▸ AUFGABEN:
1. In wie viele Abschnitte gliedert Maimonides laut dem Lesetext seinen Brief an die Gemeinde?
2. Schreibe die Zeilen der Einträge zur Konturbeschriftung noch einmal ab und ersetze dabei „black metal track“ durch „gray metal rail“, ohne sonst etwas zu verändern.

▸ LESETEXT:

Der Brief in den Jemen bezeichnet ein ursprünglich in Arabisch verfasstes Sendschreiben an die Gemeinde im Jemen aus dem Jahr 1772. Historischer Hintergrund stellt hierbei sowohl eine tiefe Krise der jüdischen Gemeinde aufgrund einer existentiellen Bedrohung durch eine fanatisch- muslimische Bewegung sowie eine allgemeine Verunsicherung der jüdischen Gemeinde im Jemen durch das Auftreten eines Messiasprätendanten dar. Angesichts dieser Bedrängnis wuchsen die Zweifel und immer stärker wurde die Treue zu der eigenen, jüdischen Religion in Frage gestellt. Maimonides sieht sich nun infolgedessen dazu gezwungen, die Gemeinde in ihrem Glauben zu stärken und sie vor einer Konversion oder einem Glaubensabfall abzuhalten.

 

Hierzu gliedert Maimonides seinen Brief an die Gemeinde nach inhaltlichen Kriterien in 3 Abschnitte. In dem ersten Abschnitt führt Maimonides seine „Kritik an Islam und Christentum hinsichtlich der Darstellung des falschen Messias und der Konzeption der Geschichte“ aus, fügt anschließend Ausführungen über „die Berechnung der Ankunft des Messias“ an und schließt mit der Darlegung der „politischen und führenden Funktion des Messias“.[39]

 

Hinsichtlich des ersten Abschnitts war es Maimonides Ziel, die jüdische Gemeinde vor falschen christlichen oder muslimischen Messiasgestalten zu schützen. Jesus wirft er im Zuge dessen vor, den Versuch der Zerstörung des Judentums unternommen zu haben und weist auf die besondere Verwerflichkeit diese Zerstörungsversuches hin, da Jesus auf alle beiden der von ihm unterschiedenen Arten der Zerstörung, nämlich auf die durch Gewalt und auf die durch die „Mitteln des Geistes“[40], zurückgriff. Intention Jesu war laut Maimonides hierbei der Versuch, die Tora abzuschaffen und so beschreibt Maimonides Jesu Absichten und dessen Ziel folgendermaßen[41]:

 

Der erste, er diesen Vorsatz hatte, war Jesus, der Nazarener – mögen seine Gebeine zu Staub zermahlen werden. [...]. Er [Jesus] wollte glauben machen, daß er von Gott geschickt worden sei, um komplizierte Stellen in der Tora zu erklären, und daß er der Messias wäre, den alle Propheten vorausgesagt hätten. Aber [seine] Auslegung würde zur Annullierung des Gesetzes insgesamt führen, zur Aufhebung aller seiner Gebote und zur Mißachtung aller seiner Verbote. Dies ist sein Ziel und seine Absicht. [42]

 

Daran anschließend beschreibt er das offenkundige Scheitern Jesu und der sich an ihm orientierenden neuen Religion, dem Christentum:

 

Längere Zeit nach seinem Auftreten verbreitet sich eine Religion, die von den Nachkommen Esaus auf ihn zurückgeführt wird. Dies entsprach jedoch weder dem Ziel, daß er sich erhofft hatte, noch fügte es Israel Schaden zu. Weder Gruppen noch Einzelne begannen, Zweifel zu hegen, denn für sie war deutlich erkennbar, wie er unterlag, bezwungen wurde, in unsere Hände fiel und die Sache schließlich ihr wohlbekanntes Ende fand.[43]

 

Diese Darstellung des Nichtzweifelns der Juden deckt sich natürlich nicht mit der Realität, denn es gab offenkundig einige Juden, die in Zweifel gerieten und fortan das Christentum bildeten. Begründen lässt sich diese euphemistische Darstellung Maimonides mit seinem pädagogischen Anliegen, die jüdische Gemeinde und ihren inneren Zusammenhalt zu stärken. Auch sollte Jesus hier als abschreckendes Beispiel für zukünftige Messiasprätendanten fungieren, welche dasselbe Schicksal wie Jesus, nämlich den Tod, zu erwarten hatten. Dies erklärt weiter die Radikalität einiger maimonidischer Aussagen über die Person Jesu.

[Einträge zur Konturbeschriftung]
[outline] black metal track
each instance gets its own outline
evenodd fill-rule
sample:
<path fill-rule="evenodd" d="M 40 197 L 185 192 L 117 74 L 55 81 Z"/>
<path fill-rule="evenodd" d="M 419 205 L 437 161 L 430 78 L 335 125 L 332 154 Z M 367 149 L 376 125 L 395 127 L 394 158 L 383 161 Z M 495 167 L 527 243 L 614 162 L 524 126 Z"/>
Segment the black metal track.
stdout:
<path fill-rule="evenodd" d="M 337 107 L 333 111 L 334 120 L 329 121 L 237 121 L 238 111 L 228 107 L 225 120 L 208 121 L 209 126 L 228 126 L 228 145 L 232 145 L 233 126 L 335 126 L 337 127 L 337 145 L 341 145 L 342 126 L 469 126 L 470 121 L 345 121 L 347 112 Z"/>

▸ ERWARTETE ANTWORTEN:
1. In drei Abschnitte, die nach inhaltlichen Kriterien gegliedert sind.

2.
[outline] gray metal rail
each instance gets its own outline
evenodd fill-rule
sample:
<path fill-rule="evenodd" d="M 40 197 L 185 192 L 117 74 L 55 81 Z"/>
<path fill-rule="evenodd" d="M 419 205 L 437 161 L 430 78 L 335 125 L 332 154 Z M 367 149 L 376 125 L 395 127 L 394 158 L 383 161 Z M 495 167 L 527 243 L 614 162 L 524 126 Z"/>
Segment the gray metal rail.
stdout:
<path fill-rule="evenodd" d="M 337 107 L 333 111 L 334 120 L 329 121 L 237 121 L 238 111 L 228 107 L 225 120 L 208 121 L 209 126 L 228 126 L 228 145 L 232 145 L 233 126 L 335 126 L 337 127 L 337 145 L 341 145 L 342 126 L 469 126 L 470 121 L 345 121 L 347 112 Z"/>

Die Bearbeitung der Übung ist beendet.